Instructions to follow:
Transcribe exactly the lines from the one holding "Target: parked car row" to the end of the data below, including both of those lines and no others.

[BEGIN]

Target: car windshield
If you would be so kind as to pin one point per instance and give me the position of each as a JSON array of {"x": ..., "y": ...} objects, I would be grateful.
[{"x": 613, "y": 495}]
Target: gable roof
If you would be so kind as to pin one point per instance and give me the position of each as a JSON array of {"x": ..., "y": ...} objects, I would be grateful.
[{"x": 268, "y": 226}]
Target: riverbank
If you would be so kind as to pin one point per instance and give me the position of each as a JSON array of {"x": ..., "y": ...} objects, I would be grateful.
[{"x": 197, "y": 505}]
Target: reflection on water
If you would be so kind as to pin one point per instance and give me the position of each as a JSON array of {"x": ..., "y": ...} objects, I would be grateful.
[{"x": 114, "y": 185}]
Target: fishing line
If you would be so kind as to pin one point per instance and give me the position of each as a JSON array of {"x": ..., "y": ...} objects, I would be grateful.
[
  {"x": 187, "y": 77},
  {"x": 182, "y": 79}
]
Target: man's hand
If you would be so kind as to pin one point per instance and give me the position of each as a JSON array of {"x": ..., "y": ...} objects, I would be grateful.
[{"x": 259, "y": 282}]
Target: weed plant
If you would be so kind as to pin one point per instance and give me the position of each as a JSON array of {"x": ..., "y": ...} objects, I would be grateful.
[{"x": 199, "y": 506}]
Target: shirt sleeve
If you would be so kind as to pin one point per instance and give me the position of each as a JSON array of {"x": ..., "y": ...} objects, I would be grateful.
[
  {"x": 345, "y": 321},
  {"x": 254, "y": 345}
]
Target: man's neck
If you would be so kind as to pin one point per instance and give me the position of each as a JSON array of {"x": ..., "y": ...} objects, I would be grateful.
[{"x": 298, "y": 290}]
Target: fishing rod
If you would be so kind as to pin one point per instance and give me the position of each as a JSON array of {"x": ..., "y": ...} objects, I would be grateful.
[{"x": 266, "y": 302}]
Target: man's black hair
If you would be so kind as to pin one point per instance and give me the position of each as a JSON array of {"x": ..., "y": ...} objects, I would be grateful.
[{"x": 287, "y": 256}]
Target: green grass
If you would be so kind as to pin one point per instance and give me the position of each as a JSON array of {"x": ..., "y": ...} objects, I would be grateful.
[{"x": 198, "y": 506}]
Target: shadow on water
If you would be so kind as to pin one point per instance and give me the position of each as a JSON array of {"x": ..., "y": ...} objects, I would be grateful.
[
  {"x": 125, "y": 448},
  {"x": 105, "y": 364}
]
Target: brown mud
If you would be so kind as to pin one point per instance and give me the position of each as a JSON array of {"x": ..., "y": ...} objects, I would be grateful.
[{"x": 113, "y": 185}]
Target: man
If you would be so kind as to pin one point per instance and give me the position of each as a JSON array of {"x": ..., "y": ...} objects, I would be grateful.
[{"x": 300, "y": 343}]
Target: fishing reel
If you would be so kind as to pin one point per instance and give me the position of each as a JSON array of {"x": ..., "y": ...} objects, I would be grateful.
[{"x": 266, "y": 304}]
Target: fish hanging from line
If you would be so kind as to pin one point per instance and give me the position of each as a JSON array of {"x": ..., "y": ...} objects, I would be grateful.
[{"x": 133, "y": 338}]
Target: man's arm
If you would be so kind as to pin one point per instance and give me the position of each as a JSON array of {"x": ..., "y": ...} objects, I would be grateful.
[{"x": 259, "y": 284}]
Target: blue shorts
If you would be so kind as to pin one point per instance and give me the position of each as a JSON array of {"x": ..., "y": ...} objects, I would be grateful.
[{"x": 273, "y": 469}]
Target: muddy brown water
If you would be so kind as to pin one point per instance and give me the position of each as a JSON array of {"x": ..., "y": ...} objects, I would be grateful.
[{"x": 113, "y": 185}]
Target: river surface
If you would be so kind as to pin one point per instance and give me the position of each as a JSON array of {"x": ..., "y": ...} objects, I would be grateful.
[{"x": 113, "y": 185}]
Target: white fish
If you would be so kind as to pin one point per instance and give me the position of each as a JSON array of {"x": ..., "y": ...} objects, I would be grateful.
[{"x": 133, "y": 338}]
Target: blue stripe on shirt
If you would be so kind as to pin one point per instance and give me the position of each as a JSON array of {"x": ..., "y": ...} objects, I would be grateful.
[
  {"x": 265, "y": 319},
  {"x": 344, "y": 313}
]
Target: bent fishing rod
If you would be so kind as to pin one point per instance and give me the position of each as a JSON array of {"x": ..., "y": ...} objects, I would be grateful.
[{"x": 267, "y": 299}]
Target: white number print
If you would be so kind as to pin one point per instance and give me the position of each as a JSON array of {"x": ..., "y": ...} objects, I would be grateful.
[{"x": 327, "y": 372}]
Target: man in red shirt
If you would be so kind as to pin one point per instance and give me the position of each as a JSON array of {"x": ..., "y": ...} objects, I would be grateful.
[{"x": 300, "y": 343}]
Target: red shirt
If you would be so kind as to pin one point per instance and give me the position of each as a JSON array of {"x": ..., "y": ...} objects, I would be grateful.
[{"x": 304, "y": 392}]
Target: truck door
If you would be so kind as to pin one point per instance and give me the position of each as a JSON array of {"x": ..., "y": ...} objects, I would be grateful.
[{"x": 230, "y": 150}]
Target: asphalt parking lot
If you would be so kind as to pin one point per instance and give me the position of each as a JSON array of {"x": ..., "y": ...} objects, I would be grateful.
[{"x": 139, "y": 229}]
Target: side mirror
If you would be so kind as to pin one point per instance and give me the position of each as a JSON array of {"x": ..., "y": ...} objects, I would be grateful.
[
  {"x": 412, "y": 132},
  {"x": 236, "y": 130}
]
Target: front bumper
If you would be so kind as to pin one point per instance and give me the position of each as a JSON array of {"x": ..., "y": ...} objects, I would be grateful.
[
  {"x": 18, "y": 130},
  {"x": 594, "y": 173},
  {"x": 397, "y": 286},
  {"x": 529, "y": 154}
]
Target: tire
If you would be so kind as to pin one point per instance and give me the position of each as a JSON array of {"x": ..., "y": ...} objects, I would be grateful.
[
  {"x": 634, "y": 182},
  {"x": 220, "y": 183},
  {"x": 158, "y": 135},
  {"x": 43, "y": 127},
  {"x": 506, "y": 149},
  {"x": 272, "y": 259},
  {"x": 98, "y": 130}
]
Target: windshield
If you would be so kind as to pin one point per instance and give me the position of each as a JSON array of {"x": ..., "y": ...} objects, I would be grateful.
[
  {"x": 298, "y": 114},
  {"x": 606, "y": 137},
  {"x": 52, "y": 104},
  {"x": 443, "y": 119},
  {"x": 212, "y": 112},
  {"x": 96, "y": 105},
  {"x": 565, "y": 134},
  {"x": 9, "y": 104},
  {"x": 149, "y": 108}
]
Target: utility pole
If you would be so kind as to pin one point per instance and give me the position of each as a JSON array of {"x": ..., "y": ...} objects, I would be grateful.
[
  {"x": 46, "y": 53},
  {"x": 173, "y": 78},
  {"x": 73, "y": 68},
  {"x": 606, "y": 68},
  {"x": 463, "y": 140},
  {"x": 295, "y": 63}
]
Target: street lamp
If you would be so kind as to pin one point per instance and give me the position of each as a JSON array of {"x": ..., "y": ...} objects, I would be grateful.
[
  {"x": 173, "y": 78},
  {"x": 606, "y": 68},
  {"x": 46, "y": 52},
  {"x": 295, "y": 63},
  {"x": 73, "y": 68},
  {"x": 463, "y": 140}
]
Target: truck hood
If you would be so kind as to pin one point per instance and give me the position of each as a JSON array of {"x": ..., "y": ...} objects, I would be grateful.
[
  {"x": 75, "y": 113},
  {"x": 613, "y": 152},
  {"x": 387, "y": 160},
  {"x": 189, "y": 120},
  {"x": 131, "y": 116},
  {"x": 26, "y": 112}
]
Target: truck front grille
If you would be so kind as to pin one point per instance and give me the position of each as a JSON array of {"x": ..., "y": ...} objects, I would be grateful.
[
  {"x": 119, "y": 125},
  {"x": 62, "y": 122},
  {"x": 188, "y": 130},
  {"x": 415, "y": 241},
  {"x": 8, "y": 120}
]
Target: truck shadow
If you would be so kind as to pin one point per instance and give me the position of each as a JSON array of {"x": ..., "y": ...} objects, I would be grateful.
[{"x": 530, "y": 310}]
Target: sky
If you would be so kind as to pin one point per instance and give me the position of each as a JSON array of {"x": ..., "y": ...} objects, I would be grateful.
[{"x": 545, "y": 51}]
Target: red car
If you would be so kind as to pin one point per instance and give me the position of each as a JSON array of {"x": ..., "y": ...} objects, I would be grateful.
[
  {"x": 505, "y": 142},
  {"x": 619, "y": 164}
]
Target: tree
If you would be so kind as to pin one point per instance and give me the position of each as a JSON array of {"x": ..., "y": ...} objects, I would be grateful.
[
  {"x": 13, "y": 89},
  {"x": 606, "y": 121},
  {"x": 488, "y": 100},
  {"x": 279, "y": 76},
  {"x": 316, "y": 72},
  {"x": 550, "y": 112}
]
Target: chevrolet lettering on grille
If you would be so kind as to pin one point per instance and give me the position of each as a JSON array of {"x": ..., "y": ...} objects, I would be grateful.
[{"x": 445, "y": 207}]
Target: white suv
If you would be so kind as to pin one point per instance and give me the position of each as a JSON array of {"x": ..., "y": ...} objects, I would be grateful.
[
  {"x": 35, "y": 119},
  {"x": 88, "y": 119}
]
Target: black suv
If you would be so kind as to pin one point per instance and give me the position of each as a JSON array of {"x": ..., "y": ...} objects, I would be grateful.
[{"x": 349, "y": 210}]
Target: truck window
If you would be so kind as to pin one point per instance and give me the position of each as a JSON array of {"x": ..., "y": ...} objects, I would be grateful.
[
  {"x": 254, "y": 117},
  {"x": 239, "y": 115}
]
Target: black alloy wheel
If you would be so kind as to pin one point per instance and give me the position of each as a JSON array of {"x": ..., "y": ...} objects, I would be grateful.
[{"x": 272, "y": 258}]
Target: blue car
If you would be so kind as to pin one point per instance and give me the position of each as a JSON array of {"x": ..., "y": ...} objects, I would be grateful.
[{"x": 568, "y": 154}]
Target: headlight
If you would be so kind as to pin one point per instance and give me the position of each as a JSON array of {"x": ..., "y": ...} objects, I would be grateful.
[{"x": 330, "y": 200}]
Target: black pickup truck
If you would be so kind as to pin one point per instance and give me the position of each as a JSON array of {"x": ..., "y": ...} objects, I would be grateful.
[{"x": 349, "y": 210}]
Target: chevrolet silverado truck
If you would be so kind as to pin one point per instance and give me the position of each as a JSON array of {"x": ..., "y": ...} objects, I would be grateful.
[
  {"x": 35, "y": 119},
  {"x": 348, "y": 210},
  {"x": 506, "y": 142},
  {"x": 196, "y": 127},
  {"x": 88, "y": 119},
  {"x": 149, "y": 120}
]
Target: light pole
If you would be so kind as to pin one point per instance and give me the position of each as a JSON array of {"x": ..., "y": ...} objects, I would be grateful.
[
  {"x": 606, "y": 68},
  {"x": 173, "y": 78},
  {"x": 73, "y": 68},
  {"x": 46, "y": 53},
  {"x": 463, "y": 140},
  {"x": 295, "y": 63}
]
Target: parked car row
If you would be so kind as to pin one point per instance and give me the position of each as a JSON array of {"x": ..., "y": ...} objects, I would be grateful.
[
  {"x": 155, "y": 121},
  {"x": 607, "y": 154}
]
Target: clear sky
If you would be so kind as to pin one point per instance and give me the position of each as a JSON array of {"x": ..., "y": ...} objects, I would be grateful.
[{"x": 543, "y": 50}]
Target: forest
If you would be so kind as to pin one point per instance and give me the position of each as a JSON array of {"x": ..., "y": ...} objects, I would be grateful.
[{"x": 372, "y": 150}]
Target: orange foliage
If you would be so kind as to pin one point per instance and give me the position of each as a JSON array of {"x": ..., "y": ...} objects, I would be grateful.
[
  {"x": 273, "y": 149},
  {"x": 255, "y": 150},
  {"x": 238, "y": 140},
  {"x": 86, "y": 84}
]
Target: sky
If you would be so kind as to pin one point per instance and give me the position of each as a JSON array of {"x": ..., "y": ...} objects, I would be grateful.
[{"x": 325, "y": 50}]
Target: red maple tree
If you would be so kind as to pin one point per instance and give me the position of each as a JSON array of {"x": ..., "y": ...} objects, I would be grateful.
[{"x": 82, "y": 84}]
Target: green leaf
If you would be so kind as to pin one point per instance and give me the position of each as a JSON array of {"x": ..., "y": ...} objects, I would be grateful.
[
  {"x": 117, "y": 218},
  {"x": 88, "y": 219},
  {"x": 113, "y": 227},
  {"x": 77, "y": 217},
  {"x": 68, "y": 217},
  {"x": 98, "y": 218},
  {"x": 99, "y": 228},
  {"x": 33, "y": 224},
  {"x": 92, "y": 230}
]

[END]

Correct response:
Target: parked car row
If you would be so kind as to pin one point per instance and give me the position of each as a JSON array of {"x": ..., "y": ...} objects, I would be grateful.
[
  {"x": 155, "y": 121},
  {"x": 607, "y": 154}
]
Target: clear sky
If you would be so kind as to pin one point per instance and give me the position of each as a JSON array of {"x": ..., "y": ...} objects, I would be grateful.
[{"x": 543, "y": 50}]
Target: forest
If you would be so kind as to pin one point per instance and give me the position of each as a JSON array of {"x": ..., "y": ...} objects, I would be grateful.
[{"x": 372, "y": 150}]
Target: orange foliage
If you would be so kind as to pin one point per instance and give me the position of each as a JSON array of {"x": ..., "y": ...} objects, I would be grateful.
[
  {"x": 273, "y": 149},
  {"x": 255, "y": 150},
  {"x": 238, "y": 140},
  {"x": 86, "y": 84}
]
Target: sky
If you would be so kind as to pin one point per instance and give me the position of each as a JSON array of {"x": ..., "y": ...} objects, I would be grateful.
[{"x": 325, "y": 50}]
Target: red maple tree
If you would be so kind as to pin one point per instance and give me the position of each as a JSON array of {"x": ..., "y": ...} objects, I would be grateful.
[{"x": 82, "y": 84}]
Target: green leaf
If you would be so kind as to pin one point per instance and give me the position of each as a JSON array of {"x": ..., "y": ...} objects, I would be grateful.
[
  {"x": 117, "y": 218},
  {"x": 88, "y": 219},
  {"x": 113, "y": 227},
  {"x": 77, "y": 217},
  {"x": 68, "y": 217},
  {"x": 98, "y": 218},
  {"x": 99, "y": 228},
  {"x": 33, "y": 224},
  {"x": 92, "y": 230}
]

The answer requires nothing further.